- Work instructions -
1 - In the post about Damien Cave, which university granted him an M.S. in journalism?
2 - Please copy the post word for word from "WTF? Even if" up to and including "out on a limb.".

____ Provided passage

WTF? Even if you simply take that statement as gospel with no context it hardly means the surge has failed. We are about 6 months into this effort and we have already made large gains in many areas. The fact that Cave and his stringers can find Iraqis who think they are doomed as well is hardly surprising. Things have been sucking for a long time, hope is tough to find after so much carnage. But the idea that this piece by Cave is somehow particularly noteworthy is a stretch. Now Cave came in for some well-deserved praise when he refused to parrot Bill Maher's idiotic ideas about Iraq, but given the abject stupidity of Maher's questions all he really did was disagree that things would be better if Sadaam was still in power and that we owe it to the Iraqis to fix what we broke. Noble sentiments but hardly a step out on a limb.
Allah seems to feel that this and Cave's rep as an honest broker give tremendous weight to his assessment of current affairs in Iraq. I do not. Cave is a reporter for the NYT, and despite Burns and Gordon's solid work on the war, that is still a strike against you. If we are to listen to the sage analysis of Mr. Cave one would assume that he has expertise in military affairs and national security right? Mr. Caves' bio from his Phillips Foundation fellowship
Damien Cave
Full-time Fellowship
Project: "Beach Blanket Capitalism," focusing on four aspects of the Cuban government's effort to increase tourism: American laws and their effect on Cuban travel policy; the changing fortune of underground entrepreneurs; the effects of "tourism apartheid" on local citizens; and the role that tourism training schools play in exacerbating prejudices against race, class and political creed. Damien is now a reporter for The New York Times. He previously worked as an associate editor at Rolling Stone, a senior writer for Salon.com, and as a staff writer for the Keene Sentinel in New Hampshire. He received a B.A. in English from Boston College and an M.S. in journalism from Columbia University.
And there you have it, he was a technology writer for Salon, wrote for a little paper on local stuff, wrote for that noted defense industry journal Rolling Stone and now he brings all that relevant experience to bear informing the rest of us on a counter-insurgency operation following an invasion that deposed a brutal dictator in a situation complicated greatly by religious strife. Right, I mean that's just like when the guys in Motley Crue forced Vince Neil out because of sectarian oh wait no, maybe like when at the Keene, New Hampshire city council meeting when Mrs Jones argued that the Catholic Church social was trying to sabotage the Presbyterian bake sale, oh wait no.

________
____ Data

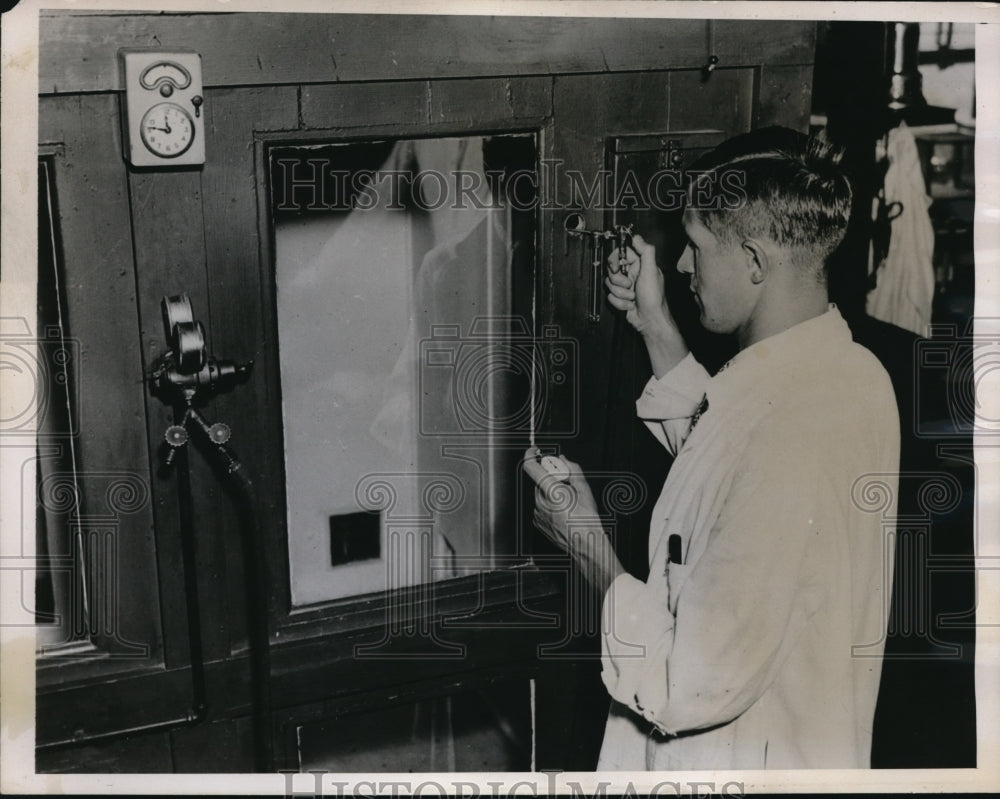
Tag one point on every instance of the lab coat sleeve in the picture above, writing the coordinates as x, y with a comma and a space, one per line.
702, 657
667, 405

________

- Answers by item -
1 - Columbia University.

2 -
WTF? Even if you simply take that statement as gospel with no context it hardly means the surge has failed. We are about 6 months into this effort and we have already made large gains in many areas. The fact that Cave and his stringers can find Iraqis who think they are doomed as well is hardly surprising. Things have been sucking for a long time, hope is tough to find after so much carnage. But the idea that this piece by Cave is somehow particularly noteworthy is a stretch. Now Cave came in for some well-deserved praise when he refused to parrot Bill Maher's idiotic ideas about Iraq, but given the abject stupidity of Maher's questions all he really did was disagree that things would be better if Sadaam was still in power and that we owe it to the Iraqis to fix what we broke. Noble sentiments but hardly a step out on a limb.